Entries taken from a collection
++++
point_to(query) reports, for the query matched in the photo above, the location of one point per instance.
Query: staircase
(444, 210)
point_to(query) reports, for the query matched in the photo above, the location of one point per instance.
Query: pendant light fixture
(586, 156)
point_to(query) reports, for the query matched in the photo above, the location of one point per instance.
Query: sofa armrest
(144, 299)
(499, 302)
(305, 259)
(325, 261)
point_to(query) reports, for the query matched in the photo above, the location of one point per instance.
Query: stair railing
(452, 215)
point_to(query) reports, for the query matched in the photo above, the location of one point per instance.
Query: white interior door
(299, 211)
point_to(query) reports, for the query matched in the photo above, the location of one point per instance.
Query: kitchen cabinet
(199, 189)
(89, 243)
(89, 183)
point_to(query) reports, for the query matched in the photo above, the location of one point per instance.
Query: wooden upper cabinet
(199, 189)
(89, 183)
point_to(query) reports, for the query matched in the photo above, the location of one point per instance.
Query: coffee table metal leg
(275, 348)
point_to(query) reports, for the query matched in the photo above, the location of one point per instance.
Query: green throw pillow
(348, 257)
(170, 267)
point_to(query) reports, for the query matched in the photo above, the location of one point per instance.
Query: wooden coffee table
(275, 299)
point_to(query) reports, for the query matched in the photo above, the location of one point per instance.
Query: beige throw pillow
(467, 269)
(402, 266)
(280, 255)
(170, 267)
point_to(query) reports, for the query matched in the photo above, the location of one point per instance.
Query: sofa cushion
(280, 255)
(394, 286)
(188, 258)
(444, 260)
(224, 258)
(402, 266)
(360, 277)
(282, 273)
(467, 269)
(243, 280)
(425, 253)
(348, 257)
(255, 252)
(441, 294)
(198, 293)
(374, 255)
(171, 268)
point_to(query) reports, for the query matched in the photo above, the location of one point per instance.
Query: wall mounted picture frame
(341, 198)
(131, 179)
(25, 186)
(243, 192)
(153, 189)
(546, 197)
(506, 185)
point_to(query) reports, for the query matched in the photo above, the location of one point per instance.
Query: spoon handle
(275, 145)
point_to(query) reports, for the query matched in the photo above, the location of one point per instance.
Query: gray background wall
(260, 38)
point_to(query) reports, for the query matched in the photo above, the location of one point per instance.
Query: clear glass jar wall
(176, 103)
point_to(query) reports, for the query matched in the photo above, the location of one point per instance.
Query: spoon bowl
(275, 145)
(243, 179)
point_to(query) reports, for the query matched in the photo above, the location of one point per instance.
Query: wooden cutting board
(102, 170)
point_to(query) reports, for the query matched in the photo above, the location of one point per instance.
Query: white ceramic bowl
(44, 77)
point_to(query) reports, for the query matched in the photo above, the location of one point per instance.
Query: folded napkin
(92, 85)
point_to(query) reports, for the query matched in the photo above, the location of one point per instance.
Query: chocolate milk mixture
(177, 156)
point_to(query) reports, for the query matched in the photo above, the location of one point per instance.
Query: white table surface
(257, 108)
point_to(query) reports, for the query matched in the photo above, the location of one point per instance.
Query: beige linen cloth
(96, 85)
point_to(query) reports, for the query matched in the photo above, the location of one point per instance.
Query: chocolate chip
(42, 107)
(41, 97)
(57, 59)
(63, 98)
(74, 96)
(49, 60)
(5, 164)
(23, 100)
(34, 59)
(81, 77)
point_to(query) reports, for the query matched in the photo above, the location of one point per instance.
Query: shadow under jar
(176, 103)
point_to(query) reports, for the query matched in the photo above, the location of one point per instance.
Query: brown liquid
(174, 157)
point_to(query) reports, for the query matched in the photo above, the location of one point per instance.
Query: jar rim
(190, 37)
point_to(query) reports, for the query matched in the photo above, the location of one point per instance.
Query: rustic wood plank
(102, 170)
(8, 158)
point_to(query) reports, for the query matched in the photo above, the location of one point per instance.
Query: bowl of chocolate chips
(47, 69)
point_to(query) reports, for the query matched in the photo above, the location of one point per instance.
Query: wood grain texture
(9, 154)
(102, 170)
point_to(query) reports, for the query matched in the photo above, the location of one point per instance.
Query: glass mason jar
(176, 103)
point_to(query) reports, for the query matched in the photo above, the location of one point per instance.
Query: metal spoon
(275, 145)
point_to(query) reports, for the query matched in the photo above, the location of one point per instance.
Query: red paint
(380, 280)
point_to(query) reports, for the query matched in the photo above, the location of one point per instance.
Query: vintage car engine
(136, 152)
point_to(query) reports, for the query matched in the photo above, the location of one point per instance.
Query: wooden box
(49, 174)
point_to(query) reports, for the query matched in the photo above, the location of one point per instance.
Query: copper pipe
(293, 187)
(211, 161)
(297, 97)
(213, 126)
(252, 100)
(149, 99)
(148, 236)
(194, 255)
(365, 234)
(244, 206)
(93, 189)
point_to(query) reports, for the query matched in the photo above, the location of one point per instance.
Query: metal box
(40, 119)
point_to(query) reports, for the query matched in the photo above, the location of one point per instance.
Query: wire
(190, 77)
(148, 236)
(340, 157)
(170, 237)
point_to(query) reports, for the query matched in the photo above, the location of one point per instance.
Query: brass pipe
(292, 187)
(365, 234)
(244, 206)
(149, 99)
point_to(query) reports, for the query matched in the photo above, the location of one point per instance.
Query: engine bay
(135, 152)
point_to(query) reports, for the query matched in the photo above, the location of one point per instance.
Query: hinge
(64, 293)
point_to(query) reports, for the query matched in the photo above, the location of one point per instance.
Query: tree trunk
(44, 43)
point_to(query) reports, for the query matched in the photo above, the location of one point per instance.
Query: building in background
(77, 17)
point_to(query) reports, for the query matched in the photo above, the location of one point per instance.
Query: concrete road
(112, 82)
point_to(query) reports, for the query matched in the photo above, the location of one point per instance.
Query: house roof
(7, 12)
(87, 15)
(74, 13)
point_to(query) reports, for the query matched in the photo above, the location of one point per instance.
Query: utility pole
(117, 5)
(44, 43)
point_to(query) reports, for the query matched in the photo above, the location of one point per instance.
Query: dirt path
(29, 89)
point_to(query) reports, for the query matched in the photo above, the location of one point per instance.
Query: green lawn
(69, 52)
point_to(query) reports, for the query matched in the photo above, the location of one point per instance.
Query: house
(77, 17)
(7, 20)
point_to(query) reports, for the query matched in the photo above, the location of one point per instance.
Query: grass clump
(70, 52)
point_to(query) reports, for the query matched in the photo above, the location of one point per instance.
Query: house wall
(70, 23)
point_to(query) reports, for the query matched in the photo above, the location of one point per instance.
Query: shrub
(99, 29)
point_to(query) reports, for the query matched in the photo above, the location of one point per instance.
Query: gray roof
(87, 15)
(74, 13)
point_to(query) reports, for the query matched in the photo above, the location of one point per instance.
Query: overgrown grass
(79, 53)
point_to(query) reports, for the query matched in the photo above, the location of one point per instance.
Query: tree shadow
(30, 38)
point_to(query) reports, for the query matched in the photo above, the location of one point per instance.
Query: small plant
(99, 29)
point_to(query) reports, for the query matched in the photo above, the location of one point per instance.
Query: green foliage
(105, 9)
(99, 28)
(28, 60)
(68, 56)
++++
Exercise aim:
Could you reproduce every record above exactly as it appears?

Written solution:
point_to(query) reports, for the query matched in the photo above, the location of one point per instance.
Query: staircase
(444, 210)
point_to(query) reports, for the query matched in the photo above, the location of one point per instance.
Query: pendant light fixture
(586, 156)
point_to(query) reports, for the query matched in the photo above, the location of one point per instance.
Query: sofa armrest
(144, 299)
(499, 302)
(305, 259)
(325, 261)
point_to(query) reports, for the query matched in the photo above, the location of one point per instance.
Query: stair railing
(452, 215)
point_to(query) reports, for the query matched in the photo above, the location of one point per instance.
Query: white interior door
(299, 211)
point_to(query) reports, for the query matched in the photo above, the location of one point per instance.
Query: kitchen cabinet
(199, 189)
(89, 243)
(89, 183)
point_to(query) reports, for the query matched in the photo above, the location of one point per instance.
Query: wooden upper cabinet
(199, 189)
(89, 183)
point_to(query) reports, for the query matched in the photo above, the location of one point per instance.
Query: coffee table metal leg
(275, 348)
point_to(query) reports, for the query matched in the photo above, the location of one point per instance.
Query: green throw pillow
(348, 257)
(170, 267)
point_to(query) reports, for the query matched in the photo above, the location of one point per instance.
Query: wooden coffee table
(275, 299)
point_to(query) reports, for the query matched in the photo above, the location of one point per instance.
Query: beige throw pillow
(467, 269)
(402, 266)
(280, 255)
(170, 267)
point_to(query) reports, for the query matched in the photo above, the location of one point per instance.
Query: sofa cushion
(280, 255)
(394, 286)
(188, 258)
(444, 260)
(224, 258)
(402, 266)
(360, 277)
(282, 273)
(467, 269)
(243, 280)
(425, 253)
(348, 257)
(255, 252)
(441, 294)
(198, 293)
(374, 255)
(171, 268)
point_to(query) reports, for the query matched in the photo above, the location of one point per instance.
Query: wall mounted picture frame
(341, 198)
(131, 179)
(25, 186)
(243, 192)
(153, 189)
(546, 197)
(506, 185)
point_to(query) reports, for the query matched in the photo above, the location of one point per instance.
Query: spoon handle
(275, 145)
point_to(query) reports, for the query matched in the photo above, the location of one point per instance.
Query: gray background wall
(260, 38)
point_to(query) reports, for the query matched in the photo above, the location of one point per instance.
Query: clear glass jar wall
(176, 103)
point_to(query) reports, for the query matched in the photo above, the location of one point per instance.
Query: spoon bowl
(275, 145)
(243, 179)
point_to(query) reports, for the query matched in the photo above, the location of one point per instance.
Query: wooden cutting board
(102, 170)
point_to(query) reports, for the query matched in the photo above, the location of one point per instance.
Query: white ceramic bowl
(44, 77)
point_to(query) reports, for the query matched in the photo above, the location of one point per instance.
Query: folded napkin
(92, 85)
point_to(query) reports, for the query matched in the photo above, the location of one point per instance.
Query: chocolate milk mixture
(177, 156)
point_to(query) reports, for the query matched in the photo above, the location of one point per instance.
Query: white table surface
(257, 108)
point_to(query) reports, for the query matched in the photo above, the location of one point per instance.
Query: beige linen cloth
(96, 85)
point_to(query) reports, for the query matched in the photo above, the location of one point per instance.
Query: chocolate chip
(42, 107)
(41, 97)
(57, 59)
(63, 98)
(74, 96)
(49, 60)
(5, 164)
(23, 100)
(34, 59)
(81, 77)
point_to(query) reports, for the query matched in the photo above, the location of one point per instance.
Query: shadow under jar
(176, 103)
point_to(query) reports, for the query matched in the photo above, the location of one point per instance.
Query: brown liquid
(174, 157)
point_to(query) reports, for the query matched in the photo above, the location of one point per instance.
Query: jar rim
(190, 37)
point_to(query) reports, for the query matched in the photo above, the location of one point per instance.
Query: rustic wood plank
(102, 170)
(8, 158)
point_to(query) reports, for the query matched in the photo above, the location of one point per instance.
Query: bowl of chocolate chips
(47, 69)
point_to(query) reports, for the query matched in the photo above, the location of one point per instance.
Query: wood grain texture
(9, 154)
(102, 170)
point_to(query) reports, for the query matched in the photo above, the location of one point per instance.
Query: glass mason jar
(176, 103)
point_to(query) reports, for the query matched in the photo above, the location of one point per instance.
Query: metal spoon
(275, 145)
point_to(query) reports, for the query matched in the photo above, the location of one point per instance.
Query: red paint
(380, 280)
point_to(query) reports, for the query matched in the photo above, the location of one point per instance.
Query: vintage car engine
(136, 152)
point_to(query) reports, for the query matched in the photo above, the location of one point per instance.
Query: wooden box
(49, 174)
point_to(query) reports, for the query matched in the photo above, the location of one point per instance.
Query: copper pipe
(293, 187)
(211, 161)
(297, 97)
(213, 126)
(252, 100)
(149, 99)
(148, 236)
(194, 255)
(365, 234)
(244, 206)
(93, 189)
point_to(query) reports, for the query matched in the photo above, the location of one point per instance.
Query: metal box
(40, 119)
point_to(query) reports, for the query matched in the photo above, the location of one point per instance.
Query: wire
(190, 77)
(148, 236)
(340, 157)
(170, 237)
point_to(query) reports, for the query matched in the photo above, the location of one point per instance.
Query: brass pipe
(292, 187)
(365, 234)
(244, 206)
(149, 99)
point_to(query) reports, for the query matched in the photo above, the location of one point per instance.
Query: engine bay
(135, 152)
point_to(query) reports, for the query matched in the photo above, the location of one point per instance.
Query: hinge
(64, 293)
point_to(query) reports, for the query matched in the photo above, the location of one point per instance.
Query: tree trunk
(44, 43)
point_to(query) reports, for the query matched in the photo above, the location of one point per instance.
Query: building in background
(77, 17)
point_to(query) reports, for the query matched in the photo above, the location of one point per instance.
Query: concrete road
(112, 82)
point_to(query) reports, for the query matched in the photo above, the location of one point per instance.
Query: house roof
(7, 12)
(87, 15)
(74, 13)
point_to(query) reports, for the query matched in the photo above, the location of one point per instance.
Query: utility pole
(117, 5)
(44, 43)
point_to(query) reports, for the query matched in the photo above, the location of one point per instance.
Query: dirt path
(29, 89)
point_to(query) reports, for the query matched in the photo above, the location of one point per instance.
Query: green lawn
(69, 52)
point_to(query) reports, for the query matched in the photo above, the location of one point per instance.
Query: house
(77, 17)
(7, 20)
point_to(query) reports, for the query matched in the photo above, the location of one point per instance.
Query: grass clump
(70, 52)
point_to(query) reports, for the query matched in the photo above, the location of one point per instance.
Query: house wall
(70, 23)
point_to(query) reports, for the query matched in the photo above, the location of one point per instance.
Query: shrub
(99, 29)
point_to(query) reports, for the query matched in the photo above, the location of one point per instance.
Query: gray roof
(87, 15)
(74, 13)
point_to(query) reports, for the query matched in the photo above, the location of one point per instance.
Query: overgrown grass
(79, 53)
point_to(query) reports, for the query matched in the photo above, the location of one point per instance.
Query: tree shadow
(30, 38)
point_to(query) reports, for the query matched in the photo above, the location of one point per instance.
Query: small plant
(99, 29)
point_to(query) reports, for the query matched in the photo above, the location of one point per instance.
Query: green foliage
(105, 9)
(99, 28)
(28, 60)
(68, 56)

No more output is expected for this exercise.